→ **Given request**: List every line of the entries below that contains the word "path".

>> START Supplied material

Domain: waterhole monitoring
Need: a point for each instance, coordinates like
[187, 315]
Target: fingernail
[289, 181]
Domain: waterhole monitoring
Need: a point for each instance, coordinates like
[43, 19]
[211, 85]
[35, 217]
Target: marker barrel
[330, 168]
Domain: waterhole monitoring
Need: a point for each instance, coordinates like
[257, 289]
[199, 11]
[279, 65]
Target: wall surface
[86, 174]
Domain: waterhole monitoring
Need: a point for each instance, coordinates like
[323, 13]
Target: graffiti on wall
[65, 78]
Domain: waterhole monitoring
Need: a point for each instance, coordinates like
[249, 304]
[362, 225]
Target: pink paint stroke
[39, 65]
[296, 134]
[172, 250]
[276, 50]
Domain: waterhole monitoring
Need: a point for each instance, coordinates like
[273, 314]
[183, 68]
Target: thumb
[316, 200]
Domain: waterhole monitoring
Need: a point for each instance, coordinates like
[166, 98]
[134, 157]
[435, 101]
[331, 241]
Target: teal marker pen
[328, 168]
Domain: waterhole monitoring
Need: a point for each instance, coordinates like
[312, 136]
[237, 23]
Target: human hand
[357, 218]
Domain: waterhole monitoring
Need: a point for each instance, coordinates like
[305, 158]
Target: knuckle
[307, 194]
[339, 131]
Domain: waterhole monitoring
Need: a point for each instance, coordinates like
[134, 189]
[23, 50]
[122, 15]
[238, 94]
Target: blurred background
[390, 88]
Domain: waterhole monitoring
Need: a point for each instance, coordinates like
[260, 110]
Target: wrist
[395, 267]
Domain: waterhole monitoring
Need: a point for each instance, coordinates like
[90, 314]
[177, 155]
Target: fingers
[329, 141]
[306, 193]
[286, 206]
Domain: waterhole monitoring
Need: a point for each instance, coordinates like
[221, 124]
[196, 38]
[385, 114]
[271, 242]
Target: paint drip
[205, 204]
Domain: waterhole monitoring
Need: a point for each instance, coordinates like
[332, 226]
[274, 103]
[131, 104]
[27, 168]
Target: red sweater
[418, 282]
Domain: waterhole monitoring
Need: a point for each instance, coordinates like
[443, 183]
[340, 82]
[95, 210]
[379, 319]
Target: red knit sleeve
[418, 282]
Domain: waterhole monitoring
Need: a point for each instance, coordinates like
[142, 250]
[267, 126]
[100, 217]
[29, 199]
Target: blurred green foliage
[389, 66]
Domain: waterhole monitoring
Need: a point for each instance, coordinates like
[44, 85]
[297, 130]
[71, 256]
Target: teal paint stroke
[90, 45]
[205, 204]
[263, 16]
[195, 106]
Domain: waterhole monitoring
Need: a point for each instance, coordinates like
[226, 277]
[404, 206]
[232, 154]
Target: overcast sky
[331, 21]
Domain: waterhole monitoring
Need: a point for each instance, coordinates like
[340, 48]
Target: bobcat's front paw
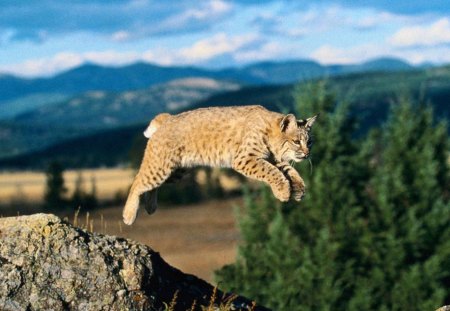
[282, 191]
[298, 191]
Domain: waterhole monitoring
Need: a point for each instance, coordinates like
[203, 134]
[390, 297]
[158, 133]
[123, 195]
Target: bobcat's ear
[288, 122]
[308, 123]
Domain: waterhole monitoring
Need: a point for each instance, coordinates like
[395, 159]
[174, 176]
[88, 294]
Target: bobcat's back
[252, 140]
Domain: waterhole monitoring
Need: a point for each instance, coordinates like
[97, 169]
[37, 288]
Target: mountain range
[39, 115]
[91, 77]
[39, 136]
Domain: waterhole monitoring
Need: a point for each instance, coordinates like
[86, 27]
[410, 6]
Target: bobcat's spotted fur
[252, 140]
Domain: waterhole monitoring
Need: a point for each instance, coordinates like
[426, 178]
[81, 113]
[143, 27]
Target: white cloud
[212, 10]
[430, 35]
[200, 51]
[267, 51]
[328, 54]
[65, 60]
[218, 44]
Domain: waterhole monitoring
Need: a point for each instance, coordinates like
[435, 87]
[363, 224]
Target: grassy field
[29, 186]
[197, 239]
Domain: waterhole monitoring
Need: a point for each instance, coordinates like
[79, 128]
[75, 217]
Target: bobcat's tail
[151, 200]
[155, 124]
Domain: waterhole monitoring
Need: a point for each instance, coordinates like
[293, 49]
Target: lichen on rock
[47, 264]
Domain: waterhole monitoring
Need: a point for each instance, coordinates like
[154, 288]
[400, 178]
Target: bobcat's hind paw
[129, 217]
[298, 192]
[282, 193]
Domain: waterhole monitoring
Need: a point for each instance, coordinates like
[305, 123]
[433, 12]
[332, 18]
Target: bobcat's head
[295, 139]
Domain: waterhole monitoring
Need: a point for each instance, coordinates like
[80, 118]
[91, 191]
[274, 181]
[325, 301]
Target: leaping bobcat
[252, 140]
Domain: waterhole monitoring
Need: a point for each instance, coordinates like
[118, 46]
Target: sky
[45, 37]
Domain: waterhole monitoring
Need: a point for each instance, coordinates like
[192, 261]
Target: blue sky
[41, 38]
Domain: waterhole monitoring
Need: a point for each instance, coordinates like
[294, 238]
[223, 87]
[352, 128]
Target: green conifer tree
[409, 216]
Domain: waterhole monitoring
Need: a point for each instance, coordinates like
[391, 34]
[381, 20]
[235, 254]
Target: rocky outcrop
[47, 264]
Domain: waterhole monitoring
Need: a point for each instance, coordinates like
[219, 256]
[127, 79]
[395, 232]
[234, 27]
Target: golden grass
[30, 186]
[197, 239]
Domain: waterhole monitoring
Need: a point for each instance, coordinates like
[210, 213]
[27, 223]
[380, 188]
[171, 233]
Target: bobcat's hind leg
[151, 200]
[297, 183]
[143, 182]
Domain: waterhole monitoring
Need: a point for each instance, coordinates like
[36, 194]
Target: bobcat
[252, 140]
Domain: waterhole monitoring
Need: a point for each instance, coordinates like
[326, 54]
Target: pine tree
[289, 254]
[373, 232]
[409, 216]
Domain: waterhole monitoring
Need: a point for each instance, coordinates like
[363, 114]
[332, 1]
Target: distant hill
[370, 96]
[99, 110]
[90, 77]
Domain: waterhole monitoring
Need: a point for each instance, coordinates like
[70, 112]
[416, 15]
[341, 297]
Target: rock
[47, 264]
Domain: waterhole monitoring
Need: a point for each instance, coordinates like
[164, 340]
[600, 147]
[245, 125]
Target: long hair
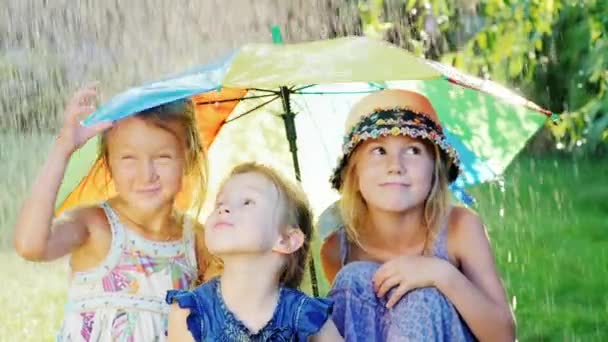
[297, 214]
[165, 116]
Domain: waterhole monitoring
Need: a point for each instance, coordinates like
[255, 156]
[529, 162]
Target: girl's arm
[328, 333]
[37, 236]
[208, 266]
[177, 327]
[477, 292]
[330, 257]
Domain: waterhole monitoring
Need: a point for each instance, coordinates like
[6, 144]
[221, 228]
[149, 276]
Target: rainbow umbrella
[285, 105]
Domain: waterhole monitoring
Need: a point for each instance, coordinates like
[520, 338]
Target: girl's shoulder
[307, 314]
[465, 227]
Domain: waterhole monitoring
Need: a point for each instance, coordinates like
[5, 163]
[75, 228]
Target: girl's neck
[250, 288]
[396, 232]
[154, 221]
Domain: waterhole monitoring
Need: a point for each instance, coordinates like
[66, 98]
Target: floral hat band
[396, 121]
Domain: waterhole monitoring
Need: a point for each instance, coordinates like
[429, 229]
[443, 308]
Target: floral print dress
[123, 299]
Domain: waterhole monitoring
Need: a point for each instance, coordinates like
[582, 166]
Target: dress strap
[117, 245]
[189, 238]
[440, 247]
[343, 242]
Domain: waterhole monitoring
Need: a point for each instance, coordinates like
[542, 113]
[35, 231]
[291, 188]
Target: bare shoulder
[90, 217]
[330, 256]
[465, 230]
[461, 220]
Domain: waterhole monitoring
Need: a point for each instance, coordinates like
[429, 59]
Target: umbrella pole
[290, 130]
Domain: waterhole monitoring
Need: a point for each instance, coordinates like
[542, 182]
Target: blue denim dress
[296, 317]
[423, 314]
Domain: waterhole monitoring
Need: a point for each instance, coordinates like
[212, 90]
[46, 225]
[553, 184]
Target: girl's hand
[406, 273]
[73, 134]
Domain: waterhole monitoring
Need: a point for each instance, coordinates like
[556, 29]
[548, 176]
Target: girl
[409, 266]
[126, 252]
[261, 230]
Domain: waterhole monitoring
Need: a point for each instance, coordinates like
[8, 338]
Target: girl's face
[146, 162]
[247, 217]
[394, 173]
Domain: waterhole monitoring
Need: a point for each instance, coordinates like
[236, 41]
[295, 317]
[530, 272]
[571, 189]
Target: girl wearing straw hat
[407, 265]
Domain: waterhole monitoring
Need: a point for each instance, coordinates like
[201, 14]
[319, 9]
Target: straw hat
[393, 112]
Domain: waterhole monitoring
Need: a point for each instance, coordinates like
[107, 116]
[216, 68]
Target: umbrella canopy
[285, 105]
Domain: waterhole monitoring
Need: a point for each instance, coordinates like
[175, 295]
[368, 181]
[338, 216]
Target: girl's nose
[223, 209]
[395, 166]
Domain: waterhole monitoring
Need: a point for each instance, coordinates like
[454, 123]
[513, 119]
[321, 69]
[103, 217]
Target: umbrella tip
[277, 36]
[556, 118]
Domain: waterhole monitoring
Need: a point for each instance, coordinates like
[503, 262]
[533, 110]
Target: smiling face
[146, 162]
[248, 216]
[394, 173]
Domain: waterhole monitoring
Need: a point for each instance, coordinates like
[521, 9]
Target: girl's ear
[290, 241]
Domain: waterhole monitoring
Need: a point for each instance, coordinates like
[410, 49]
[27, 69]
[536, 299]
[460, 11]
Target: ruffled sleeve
[187, 300]
[313, 314]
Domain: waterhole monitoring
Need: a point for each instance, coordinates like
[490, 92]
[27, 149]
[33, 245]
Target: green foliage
[553, 51]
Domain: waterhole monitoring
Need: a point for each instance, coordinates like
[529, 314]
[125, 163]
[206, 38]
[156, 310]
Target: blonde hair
[354, 210]
[195, 171]
[297, 214]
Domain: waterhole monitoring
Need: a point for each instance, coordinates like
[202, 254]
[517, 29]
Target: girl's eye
[414, 150]
[379, 150]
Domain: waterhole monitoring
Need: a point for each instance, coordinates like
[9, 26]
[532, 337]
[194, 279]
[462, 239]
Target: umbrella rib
[334, 92]
[253, 109]
[235, 99]
[265, 90]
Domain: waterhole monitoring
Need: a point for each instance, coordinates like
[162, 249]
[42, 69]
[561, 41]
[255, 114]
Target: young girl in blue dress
[261, 230]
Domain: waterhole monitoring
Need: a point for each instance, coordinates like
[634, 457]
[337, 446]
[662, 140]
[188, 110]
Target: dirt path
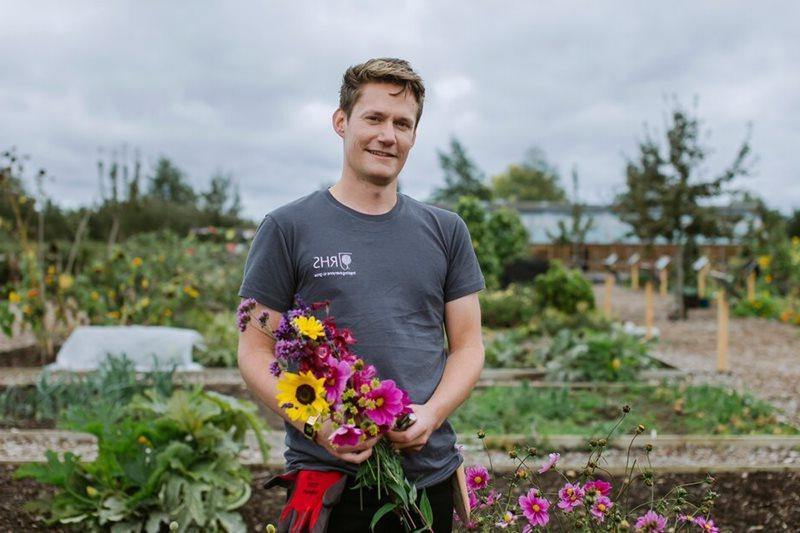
[763, 358]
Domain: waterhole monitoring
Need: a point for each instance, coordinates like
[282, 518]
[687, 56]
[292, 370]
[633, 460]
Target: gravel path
[763, 357]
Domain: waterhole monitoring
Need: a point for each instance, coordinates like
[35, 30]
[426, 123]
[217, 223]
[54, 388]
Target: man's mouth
[381, 154]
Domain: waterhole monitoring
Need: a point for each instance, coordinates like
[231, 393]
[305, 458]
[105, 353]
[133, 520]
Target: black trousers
[348, 516]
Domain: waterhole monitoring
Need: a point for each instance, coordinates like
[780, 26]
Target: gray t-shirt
[388, 277]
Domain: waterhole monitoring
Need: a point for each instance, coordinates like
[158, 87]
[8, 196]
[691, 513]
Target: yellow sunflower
[309, 326]
[301, 395]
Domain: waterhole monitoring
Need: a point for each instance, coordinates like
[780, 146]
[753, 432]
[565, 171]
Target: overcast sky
[248, 87]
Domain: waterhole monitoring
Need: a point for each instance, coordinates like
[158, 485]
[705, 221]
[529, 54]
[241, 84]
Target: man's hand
[351, 454]
[416, 437]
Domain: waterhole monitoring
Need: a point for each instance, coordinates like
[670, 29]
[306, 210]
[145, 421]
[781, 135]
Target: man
[396, 271]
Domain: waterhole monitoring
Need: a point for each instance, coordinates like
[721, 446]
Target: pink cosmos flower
[534, 508]
[570, 497]
[477, 477]
[601, 507]
[650, 522]
[552, 459]
[597, 487]
[336, 380]
[346, 435]
[508, 519]
[706, 525]
[388, 403]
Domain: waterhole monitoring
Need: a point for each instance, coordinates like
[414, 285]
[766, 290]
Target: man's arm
[462, 319]
[256, 353]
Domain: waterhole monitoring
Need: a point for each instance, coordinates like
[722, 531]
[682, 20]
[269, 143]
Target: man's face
[379, 133]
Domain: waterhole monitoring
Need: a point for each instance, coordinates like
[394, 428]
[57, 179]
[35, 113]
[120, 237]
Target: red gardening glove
[313, 495]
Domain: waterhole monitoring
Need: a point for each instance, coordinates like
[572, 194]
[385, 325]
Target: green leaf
[425, 508]
[387, 508]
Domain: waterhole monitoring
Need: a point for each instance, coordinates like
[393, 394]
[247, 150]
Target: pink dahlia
[706, 525]
[477, 477]
[336, 380]
[597, 487]
[384, 403]
[570, 497]
[552, 459]
[600, 508]
[534, 508]
[650, 522]
[347, 435]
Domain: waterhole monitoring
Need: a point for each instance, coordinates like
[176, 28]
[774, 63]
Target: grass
[669, 409]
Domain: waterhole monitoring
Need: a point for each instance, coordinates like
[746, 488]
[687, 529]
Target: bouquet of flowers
[320, 379]
[586, 504]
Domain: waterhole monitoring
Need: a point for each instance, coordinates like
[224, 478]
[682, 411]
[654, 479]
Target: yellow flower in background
[301, 395]
[65, 281]
[309, 326]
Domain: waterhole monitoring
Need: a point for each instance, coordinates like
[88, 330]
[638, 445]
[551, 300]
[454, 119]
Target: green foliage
[563, 289]
[507, 308]
[162, 459]
[669, 409]
[534, 180]
[596, 356]
[461, 176]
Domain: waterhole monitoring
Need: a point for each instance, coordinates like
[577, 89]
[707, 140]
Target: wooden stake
[648, 310]
[751, 286]
[701, 281]
[722, 330]
[607, 295]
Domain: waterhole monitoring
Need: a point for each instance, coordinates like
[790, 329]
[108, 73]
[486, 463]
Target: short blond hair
[380, 70]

>> END Supplied material

→ **Task result**:
Target: dirt path
Target: gravel path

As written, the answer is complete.